* **Excerpt to read**
1. For at least ten years now, the crucial health question before me has always gone something like this: we see what the blood work numbers say, but more importantly, how do you feel? This question became especially important about ten years ago when my GFR dropped below 20. It's at this point that it's recommended patients with kidney disease begin the process of becoming listed for a transplant. It was Dr. Zakem, the last time I saw him in 2014, who told me it was time to enroll and that I should get that process underway once we moved to Maryland. Once in Maryland, my new nephrologist, Dr. Malik agreed.
I had plans in the late fall and early winter of 2014-15 to help out with Mom's care in Kellogg, but once I returned to Maryland, I began the process and by about March or April of 2015, I joined the transplant list.
Sometime, after that, in both Maryland and later in Spokane, my kidney numbers dipped to a range that, if we only went by the numbers, I would begin dialysis.
But, the doctors always asked the same crucial health question: "How do you feel?"
My answer was always the same: "I feel great!"
So we never started dialysis.
I bring this up because today, on the seventh day since testing positive for Covid, I took another home test.
As I had on Monday, July 1, today I tested positive.
And then I asked myself the crucial health question: "How do I feel?"
I feel good.
No headache. No body aches. No sore throat. No fever. No loss of taste or smell. No persistent cough.
I occasionally sneeze and from time to time I need to blow my nose.
I'm a little bit more tired than usual.
Short naps restore my energy.
So, I'm disappointed that I didn't test negative, even though the transplant team told me I might test positive for as long as ten days (or more) as is common with transplant patients.
But I'm heartened by how I feel.
I'm heartened that I've never run a fever. I'm heartened that I feel stronger than I did even a week ago. It doesn't seem like my bout with this mild, but persistent, bout of Covid has done much to stymie my overall recovery from kidney transplant surgery.
2. I got caught up today. I went back and completed the Friday NYTimes crossword puzzle and then I tackled the Sunday puzzle and completed it, even though I didn't figure out the puzzle's theme/gimmick until I was done. I enjoyed working this Sunday puzzle, even as I wondered what the deal was with the odd theme answers. What did I think once I understood those odd answers and how they fit with the theme? I could see the cleverness it took to create this puzzle. It had an element of fun. I wish I'd enjoyed it more -- I mean, what's wrong with me? Maybe I'm becoming a crossword puzzle sourpuss in my old age!

(Source data)
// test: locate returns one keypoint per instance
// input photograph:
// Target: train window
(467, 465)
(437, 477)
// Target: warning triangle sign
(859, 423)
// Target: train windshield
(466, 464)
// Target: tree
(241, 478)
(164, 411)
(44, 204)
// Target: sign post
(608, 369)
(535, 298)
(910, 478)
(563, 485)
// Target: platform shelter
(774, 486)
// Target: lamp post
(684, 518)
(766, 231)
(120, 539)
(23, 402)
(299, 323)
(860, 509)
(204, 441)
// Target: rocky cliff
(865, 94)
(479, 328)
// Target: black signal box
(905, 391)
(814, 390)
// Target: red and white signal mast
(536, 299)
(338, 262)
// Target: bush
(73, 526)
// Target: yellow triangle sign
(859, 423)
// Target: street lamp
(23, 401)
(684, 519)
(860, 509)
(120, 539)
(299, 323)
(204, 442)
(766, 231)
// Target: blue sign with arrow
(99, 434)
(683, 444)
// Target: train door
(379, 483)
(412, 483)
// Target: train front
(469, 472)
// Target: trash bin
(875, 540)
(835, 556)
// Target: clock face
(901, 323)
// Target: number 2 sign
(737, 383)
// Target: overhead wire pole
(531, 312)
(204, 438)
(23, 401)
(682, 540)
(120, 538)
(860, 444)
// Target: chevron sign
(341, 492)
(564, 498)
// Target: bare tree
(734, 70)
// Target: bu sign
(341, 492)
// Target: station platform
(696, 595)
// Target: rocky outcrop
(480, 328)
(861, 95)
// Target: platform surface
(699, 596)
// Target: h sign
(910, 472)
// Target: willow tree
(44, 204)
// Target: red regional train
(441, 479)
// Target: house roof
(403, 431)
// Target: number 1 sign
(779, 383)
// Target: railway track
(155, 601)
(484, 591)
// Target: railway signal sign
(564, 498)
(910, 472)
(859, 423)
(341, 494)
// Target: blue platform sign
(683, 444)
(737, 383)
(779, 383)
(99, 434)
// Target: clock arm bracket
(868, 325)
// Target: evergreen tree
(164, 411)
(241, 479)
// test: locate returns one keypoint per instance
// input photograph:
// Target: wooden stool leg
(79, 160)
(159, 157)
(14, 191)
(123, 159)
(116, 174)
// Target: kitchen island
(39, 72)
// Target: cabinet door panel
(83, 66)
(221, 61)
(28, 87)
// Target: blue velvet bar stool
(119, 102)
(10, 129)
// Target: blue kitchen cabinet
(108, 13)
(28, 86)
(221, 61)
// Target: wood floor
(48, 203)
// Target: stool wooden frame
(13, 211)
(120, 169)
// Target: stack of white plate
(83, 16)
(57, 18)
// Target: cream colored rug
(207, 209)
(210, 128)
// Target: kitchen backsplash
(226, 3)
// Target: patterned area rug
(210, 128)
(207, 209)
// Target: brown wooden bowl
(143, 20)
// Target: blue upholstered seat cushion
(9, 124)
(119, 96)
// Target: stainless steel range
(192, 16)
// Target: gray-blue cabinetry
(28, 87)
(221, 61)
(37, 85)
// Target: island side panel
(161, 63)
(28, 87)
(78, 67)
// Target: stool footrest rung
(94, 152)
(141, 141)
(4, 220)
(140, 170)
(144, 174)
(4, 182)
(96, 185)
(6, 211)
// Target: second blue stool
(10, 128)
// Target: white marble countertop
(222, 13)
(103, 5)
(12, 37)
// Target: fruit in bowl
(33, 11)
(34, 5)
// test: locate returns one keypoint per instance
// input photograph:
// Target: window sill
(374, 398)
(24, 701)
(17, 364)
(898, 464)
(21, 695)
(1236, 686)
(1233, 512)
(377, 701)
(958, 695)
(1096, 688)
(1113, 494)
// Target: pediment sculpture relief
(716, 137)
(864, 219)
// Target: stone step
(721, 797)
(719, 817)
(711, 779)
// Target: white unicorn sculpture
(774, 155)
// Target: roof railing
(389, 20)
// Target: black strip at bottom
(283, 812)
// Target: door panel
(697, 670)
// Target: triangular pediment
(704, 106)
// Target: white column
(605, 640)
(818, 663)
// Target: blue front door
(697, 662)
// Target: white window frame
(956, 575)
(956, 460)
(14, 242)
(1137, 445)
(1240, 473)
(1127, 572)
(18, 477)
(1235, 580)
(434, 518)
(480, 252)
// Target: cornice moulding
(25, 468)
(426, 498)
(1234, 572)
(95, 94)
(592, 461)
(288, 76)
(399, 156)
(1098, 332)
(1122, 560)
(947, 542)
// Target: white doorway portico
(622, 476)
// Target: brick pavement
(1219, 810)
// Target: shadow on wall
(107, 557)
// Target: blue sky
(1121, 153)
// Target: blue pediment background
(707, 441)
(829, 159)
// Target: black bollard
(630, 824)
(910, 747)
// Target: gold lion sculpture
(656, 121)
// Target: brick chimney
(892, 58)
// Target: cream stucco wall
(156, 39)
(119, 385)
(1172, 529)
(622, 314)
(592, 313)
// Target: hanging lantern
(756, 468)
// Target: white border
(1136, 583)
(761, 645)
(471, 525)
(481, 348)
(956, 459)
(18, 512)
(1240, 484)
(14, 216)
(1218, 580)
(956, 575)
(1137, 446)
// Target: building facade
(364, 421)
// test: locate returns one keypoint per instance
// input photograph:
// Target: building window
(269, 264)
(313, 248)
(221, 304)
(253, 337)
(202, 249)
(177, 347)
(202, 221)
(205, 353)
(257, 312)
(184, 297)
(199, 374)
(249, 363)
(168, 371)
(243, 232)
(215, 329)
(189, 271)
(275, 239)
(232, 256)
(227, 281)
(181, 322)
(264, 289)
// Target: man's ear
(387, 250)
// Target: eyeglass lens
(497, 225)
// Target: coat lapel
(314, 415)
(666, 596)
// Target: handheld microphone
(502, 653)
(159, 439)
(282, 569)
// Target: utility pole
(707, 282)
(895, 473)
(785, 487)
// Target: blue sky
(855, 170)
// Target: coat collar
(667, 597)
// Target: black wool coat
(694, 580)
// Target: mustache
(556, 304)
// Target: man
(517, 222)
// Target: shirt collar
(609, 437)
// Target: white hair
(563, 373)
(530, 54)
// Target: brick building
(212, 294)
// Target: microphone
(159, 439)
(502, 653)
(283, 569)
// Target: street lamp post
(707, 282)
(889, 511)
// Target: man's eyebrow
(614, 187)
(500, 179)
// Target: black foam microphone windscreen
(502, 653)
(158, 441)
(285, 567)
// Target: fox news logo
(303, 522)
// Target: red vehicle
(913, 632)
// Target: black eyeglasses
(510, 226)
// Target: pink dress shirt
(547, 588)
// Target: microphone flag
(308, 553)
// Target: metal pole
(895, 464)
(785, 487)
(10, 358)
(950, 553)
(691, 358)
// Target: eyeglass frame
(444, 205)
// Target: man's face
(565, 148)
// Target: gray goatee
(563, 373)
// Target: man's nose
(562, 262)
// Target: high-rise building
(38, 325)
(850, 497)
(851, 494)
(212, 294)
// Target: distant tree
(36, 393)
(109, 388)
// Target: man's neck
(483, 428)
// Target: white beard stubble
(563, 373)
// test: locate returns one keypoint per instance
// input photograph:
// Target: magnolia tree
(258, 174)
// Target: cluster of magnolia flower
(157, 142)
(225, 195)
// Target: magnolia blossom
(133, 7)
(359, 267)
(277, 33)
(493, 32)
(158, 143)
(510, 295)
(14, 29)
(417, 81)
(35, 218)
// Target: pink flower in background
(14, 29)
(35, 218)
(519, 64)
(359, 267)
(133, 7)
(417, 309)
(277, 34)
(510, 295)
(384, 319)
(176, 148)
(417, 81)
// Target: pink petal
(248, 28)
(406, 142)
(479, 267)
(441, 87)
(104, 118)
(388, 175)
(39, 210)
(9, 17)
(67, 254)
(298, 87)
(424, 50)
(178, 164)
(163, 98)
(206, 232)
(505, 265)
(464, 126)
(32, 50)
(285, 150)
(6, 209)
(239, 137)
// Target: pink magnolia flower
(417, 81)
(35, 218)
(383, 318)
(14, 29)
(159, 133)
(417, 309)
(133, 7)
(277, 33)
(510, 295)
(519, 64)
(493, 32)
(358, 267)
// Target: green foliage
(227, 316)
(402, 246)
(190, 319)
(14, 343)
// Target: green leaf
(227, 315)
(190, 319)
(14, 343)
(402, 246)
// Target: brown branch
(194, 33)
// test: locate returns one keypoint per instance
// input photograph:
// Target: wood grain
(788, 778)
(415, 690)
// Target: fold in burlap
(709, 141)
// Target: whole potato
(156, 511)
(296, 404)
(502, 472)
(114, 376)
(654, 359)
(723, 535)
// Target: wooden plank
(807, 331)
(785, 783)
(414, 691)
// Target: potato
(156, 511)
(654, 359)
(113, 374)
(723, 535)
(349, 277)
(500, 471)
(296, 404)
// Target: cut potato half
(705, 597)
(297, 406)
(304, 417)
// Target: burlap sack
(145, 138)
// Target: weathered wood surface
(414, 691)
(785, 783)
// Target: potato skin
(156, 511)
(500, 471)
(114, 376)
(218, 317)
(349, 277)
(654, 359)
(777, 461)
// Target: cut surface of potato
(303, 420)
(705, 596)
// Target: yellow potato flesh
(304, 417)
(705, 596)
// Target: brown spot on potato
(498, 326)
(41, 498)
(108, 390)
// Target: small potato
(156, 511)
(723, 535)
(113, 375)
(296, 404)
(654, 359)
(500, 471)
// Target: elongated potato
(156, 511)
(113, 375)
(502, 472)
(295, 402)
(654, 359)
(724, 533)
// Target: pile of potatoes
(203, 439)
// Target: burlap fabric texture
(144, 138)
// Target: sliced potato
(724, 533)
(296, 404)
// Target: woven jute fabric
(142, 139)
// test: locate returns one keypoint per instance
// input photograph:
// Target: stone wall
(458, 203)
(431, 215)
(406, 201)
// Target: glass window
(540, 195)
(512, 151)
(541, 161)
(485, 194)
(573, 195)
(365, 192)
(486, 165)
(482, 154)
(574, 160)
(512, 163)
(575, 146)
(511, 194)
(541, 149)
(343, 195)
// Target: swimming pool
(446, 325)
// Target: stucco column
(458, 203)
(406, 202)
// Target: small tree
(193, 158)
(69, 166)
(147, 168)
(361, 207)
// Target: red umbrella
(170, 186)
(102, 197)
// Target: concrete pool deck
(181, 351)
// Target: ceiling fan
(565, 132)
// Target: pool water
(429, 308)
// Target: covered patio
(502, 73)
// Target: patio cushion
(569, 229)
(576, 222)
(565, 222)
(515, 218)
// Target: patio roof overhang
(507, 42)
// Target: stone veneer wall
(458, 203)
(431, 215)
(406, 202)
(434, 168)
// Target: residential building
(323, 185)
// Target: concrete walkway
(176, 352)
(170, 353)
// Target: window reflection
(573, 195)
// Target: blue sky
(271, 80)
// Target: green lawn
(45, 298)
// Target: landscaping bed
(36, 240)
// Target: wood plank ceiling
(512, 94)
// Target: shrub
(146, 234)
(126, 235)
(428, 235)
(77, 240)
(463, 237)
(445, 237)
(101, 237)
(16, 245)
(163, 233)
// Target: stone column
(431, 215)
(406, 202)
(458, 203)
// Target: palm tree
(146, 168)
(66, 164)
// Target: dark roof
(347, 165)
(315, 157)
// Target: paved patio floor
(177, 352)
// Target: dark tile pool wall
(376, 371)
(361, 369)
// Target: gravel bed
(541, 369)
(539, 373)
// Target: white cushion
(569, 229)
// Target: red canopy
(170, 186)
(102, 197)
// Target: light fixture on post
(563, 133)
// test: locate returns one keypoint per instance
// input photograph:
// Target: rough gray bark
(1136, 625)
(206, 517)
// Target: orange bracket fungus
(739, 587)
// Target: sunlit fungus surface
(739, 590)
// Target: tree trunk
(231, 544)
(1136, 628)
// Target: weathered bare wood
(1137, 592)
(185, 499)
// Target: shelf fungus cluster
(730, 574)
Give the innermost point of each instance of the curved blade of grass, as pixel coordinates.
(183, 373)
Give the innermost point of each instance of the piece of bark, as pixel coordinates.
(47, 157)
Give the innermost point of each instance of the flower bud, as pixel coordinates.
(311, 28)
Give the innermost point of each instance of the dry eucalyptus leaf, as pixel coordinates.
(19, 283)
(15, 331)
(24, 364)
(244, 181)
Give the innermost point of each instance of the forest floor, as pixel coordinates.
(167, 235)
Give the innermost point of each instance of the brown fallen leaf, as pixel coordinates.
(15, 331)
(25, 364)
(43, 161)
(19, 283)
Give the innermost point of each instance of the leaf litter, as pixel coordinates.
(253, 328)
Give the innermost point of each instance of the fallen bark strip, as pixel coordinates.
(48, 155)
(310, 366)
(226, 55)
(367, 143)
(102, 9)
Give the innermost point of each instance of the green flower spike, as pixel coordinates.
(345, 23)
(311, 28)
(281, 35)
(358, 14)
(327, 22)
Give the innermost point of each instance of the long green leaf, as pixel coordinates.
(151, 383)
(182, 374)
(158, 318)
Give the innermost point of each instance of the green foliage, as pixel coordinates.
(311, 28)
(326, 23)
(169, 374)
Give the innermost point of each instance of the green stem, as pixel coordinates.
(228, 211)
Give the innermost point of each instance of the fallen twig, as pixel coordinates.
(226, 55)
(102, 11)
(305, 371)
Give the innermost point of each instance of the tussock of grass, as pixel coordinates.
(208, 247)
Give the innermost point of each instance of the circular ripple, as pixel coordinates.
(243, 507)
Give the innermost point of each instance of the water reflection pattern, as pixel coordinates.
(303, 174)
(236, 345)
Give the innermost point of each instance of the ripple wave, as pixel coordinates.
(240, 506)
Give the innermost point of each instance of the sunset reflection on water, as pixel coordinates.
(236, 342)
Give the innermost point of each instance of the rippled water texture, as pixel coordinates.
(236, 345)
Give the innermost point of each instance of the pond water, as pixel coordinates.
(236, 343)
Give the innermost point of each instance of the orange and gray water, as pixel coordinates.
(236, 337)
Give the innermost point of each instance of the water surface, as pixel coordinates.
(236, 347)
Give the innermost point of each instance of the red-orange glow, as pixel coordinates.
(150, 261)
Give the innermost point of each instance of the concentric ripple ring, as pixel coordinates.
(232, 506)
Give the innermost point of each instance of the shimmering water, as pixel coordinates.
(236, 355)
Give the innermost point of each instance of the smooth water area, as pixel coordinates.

* **What is required**
Answer these questions from the post about kidney health and Covid:
(a) Around when did the writer join the transplant list?
(b) On what date had the writer earlier tested positive?
(c) Which two NYTimes crossword puzzles did the writer complete today?
The rows above are separate material and have no connection to the post about kidney health and Covid.

* **Result for this task**
(a) By about March or April of 2015.
(b) Monday, July 1.
(c) The Friday puzzle and the Sunday puzzle.